SOURCE DOCUMENT
If you are travelling to Mozambique or the Kruger National Park this Easter weekend, read on: the National Institute for Communicable Diseases this week released an alert warning that malaria transmission is ongoing in SA and its neighbouring countries.
The number of malaria cases is expected to rise as a result of travel during the Easter holidays and the recent widespread rainfall and humidity across Southern Africa.
Dr Albie de Frey of Travel Doctor reports that there have been a number of malaria cases recently in areas where there had not been outbreaks for the last few decades, such as the Waterberg region.
All residents and travellers to and from malaria transmission areas (in South Africa this includes the north-eastern parts, covering Mopani and Vhembe districts of Limpopo Province, and the western parts of the Waterberg district (Thabazimbi and Lephalale areas) remain at risk. Other areas of high transmission risk include the lowveld of Mpumalanga Province, including the Kruger National Park and surrounds, and the northern KwaZulu-Natal Province-Mozambique border.
To help you keep safe, follow these simple tips
Preventing bites by the malaria-carrying Anopheles mosquito is ‘always indicated, irrespective of the use of tablet to avoid malaria’, says De Frey. Don’t go outdoors between dusk and dawn in risk areas, cover up (long pants and sleeves, socks and closed shoes), and apply insect repellent to all exposed areas.
There is still no vaccine available (one may be in the pipeline, but not for travellers), and no malaria prophylactic tablet is 100% effective in preventing malaria or totally free of side effects. However, it is still crucial to take one of those available – they offer 90% protection, says De Frey, and malaria is a serious disease that kills rapidly.
The main choice today is between mefloquine (Lariam®/Mefliame®), taken once a week; doxycycline (which has many trade names), taken once a day after meals; and a combination of atovaquone and proguanil (Malanil®/Mozitec®/Malateq®), also taken once a day. Mefloquine and doxycycline must be taken for four weeks after leaving the malaria area, atovaquone/proguanil can be stopped after seven days but is much more expensive, says De Frey.
He adds that they all have the same minor side effects – ‘much less serious than malaria’ – and the final choice depends on personal preference ‘and the traveller’s chronic disease and medication profile’. Your medical professional or a travel doctor can prescribe the one best suited to you.

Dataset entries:
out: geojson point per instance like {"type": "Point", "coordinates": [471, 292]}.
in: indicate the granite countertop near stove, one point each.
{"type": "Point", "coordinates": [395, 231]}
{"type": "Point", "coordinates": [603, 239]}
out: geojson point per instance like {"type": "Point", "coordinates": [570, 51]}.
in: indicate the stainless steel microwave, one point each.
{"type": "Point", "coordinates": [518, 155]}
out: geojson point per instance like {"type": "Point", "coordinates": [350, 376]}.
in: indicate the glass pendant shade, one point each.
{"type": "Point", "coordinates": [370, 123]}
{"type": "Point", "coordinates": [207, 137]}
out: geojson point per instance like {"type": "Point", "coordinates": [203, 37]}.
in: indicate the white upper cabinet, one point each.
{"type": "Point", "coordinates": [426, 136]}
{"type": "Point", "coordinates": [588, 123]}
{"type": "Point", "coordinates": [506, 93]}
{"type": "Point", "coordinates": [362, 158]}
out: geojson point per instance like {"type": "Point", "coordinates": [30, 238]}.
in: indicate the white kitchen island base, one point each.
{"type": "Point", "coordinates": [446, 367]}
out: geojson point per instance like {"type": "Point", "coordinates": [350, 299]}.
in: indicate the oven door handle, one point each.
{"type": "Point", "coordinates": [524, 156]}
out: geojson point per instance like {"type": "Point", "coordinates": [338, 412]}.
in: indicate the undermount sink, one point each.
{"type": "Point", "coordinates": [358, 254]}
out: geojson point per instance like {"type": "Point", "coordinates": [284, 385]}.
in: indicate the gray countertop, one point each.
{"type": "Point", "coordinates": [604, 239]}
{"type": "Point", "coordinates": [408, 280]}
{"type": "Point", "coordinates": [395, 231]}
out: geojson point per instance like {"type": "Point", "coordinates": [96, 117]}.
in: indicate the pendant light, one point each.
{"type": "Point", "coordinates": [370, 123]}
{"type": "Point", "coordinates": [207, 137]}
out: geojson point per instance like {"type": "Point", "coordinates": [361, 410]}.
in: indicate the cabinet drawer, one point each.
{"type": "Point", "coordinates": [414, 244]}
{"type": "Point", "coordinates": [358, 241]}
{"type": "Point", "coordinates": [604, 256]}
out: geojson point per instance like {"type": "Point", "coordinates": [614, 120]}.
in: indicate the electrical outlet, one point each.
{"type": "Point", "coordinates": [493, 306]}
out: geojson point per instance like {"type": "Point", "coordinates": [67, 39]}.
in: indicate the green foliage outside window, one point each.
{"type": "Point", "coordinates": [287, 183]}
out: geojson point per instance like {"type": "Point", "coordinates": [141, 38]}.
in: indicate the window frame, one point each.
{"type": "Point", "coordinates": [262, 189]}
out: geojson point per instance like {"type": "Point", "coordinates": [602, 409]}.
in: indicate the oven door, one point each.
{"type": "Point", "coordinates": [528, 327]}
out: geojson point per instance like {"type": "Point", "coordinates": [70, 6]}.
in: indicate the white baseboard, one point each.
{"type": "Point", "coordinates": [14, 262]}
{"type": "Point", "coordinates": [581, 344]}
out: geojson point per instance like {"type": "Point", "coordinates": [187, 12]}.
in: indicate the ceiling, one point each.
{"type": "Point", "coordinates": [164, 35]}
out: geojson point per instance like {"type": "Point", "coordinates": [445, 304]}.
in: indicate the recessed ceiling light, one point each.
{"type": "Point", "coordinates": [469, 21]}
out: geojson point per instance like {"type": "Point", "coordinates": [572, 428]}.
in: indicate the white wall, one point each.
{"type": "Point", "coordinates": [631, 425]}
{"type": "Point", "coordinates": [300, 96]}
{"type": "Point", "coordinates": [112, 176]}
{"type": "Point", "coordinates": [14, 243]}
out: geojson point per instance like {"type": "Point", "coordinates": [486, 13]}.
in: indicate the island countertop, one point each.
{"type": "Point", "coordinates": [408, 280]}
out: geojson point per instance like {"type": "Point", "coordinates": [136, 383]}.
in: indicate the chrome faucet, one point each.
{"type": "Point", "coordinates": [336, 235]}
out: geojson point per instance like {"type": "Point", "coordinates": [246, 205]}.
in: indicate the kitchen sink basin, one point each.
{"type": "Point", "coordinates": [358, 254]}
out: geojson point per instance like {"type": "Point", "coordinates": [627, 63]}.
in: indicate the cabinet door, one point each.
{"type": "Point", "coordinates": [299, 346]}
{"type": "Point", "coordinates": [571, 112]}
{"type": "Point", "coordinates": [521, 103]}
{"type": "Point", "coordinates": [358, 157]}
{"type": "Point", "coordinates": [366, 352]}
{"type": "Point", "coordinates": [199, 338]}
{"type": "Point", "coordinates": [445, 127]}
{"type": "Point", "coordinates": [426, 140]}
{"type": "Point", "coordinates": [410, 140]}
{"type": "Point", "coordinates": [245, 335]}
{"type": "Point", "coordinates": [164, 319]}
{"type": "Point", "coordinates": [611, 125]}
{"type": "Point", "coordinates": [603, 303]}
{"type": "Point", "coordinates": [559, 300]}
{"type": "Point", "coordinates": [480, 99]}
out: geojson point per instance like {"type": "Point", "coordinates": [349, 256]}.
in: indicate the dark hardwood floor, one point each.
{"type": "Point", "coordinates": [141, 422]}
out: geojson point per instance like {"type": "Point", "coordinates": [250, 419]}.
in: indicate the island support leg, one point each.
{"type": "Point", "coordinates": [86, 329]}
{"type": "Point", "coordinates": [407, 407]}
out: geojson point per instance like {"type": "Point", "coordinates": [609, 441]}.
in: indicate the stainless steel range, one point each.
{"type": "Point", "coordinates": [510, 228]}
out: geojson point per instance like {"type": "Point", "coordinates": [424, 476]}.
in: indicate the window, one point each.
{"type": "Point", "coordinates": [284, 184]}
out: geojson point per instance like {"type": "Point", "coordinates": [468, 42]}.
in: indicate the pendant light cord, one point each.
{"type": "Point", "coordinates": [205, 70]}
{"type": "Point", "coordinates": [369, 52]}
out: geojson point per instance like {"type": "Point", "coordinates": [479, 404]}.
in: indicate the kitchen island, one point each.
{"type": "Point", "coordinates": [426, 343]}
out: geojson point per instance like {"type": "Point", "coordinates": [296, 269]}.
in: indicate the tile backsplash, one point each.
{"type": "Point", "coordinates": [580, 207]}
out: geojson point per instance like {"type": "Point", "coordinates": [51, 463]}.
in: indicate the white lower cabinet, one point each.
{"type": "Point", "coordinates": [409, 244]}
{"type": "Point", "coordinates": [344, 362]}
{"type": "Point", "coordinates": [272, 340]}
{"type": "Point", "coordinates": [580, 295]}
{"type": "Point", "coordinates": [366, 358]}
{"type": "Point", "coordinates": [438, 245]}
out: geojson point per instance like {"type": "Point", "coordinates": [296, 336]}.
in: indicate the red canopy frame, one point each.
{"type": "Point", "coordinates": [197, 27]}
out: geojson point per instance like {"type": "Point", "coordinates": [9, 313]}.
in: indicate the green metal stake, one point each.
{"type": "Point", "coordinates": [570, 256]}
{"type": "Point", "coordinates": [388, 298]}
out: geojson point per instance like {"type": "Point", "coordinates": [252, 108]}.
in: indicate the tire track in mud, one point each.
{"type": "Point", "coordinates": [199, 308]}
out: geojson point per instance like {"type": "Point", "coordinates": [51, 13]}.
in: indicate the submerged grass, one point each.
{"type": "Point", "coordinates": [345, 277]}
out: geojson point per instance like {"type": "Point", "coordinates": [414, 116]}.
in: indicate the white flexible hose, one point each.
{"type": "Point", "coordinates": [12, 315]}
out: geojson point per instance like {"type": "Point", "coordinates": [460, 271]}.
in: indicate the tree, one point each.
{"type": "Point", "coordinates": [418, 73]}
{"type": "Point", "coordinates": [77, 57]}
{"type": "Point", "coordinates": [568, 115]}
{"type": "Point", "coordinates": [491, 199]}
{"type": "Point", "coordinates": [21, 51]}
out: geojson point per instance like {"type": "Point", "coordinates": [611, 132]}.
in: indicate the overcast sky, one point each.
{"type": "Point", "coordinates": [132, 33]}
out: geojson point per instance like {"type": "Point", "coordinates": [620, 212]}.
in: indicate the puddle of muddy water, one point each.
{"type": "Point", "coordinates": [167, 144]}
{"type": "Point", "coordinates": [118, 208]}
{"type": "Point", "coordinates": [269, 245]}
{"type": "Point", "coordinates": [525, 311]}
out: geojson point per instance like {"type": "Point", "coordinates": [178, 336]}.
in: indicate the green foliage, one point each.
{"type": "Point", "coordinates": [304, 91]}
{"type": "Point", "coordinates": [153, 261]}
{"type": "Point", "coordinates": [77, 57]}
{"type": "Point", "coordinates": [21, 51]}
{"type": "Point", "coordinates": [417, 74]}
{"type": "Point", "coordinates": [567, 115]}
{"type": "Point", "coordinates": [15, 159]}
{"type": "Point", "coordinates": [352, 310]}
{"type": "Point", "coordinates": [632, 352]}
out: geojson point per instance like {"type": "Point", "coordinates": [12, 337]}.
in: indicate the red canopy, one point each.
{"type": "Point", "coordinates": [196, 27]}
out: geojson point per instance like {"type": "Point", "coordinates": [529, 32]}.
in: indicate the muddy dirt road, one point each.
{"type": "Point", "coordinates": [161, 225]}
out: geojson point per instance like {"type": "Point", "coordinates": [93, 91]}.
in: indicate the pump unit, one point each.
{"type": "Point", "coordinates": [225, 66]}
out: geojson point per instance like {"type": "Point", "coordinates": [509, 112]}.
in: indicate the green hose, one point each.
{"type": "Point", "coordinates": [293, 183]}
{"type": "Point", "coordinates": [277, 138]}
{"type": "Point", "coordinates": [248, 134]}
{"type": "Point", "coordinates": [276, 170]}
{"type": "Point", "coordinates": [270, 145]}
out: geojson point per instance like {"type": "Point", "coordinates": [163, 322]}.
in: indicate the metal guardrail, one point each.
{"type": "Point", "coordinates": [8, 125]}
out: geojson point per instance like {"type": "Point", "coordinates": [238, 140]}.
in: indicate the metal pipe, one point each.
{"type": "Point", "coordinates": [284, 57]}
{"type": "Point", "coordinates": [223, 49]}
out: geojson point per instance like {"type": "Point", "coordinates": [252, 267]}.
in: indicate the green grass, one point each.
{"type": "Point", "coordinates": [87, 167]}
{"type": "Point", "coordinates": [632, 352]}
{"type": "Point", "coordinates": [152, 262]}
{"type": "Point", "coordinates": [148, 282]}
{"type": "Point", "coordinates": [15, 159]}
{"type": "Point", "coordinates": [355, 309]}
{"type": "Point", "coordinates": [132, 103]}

STUDY QUESTIONS
**a)** For each statement below, say whether it agrees with the malaria article, answering yes or no and quoting the deciding words from the article: (i) atovaquone/proguanil may be stopped seven days after leaving the malaria area; (ii) a malaria vaccine is currently available to travellers; (iii) doxycycline is taken once a week.
**b)** List every trade name of a malaria tablet that the malaria article gives.

RESPONSES PER TASK
**a)**
(i) Yes: "atovaquone/proguanil can be stopped after seven days but is much more expensive"
(ii) No: "There is still no vaccine available"
(iii) No: "doxycycline (which has many trade names), taken once a day after meals"

**b)** Lariam®, Mefliame®, Malanil®, Mozitec®, Malateq®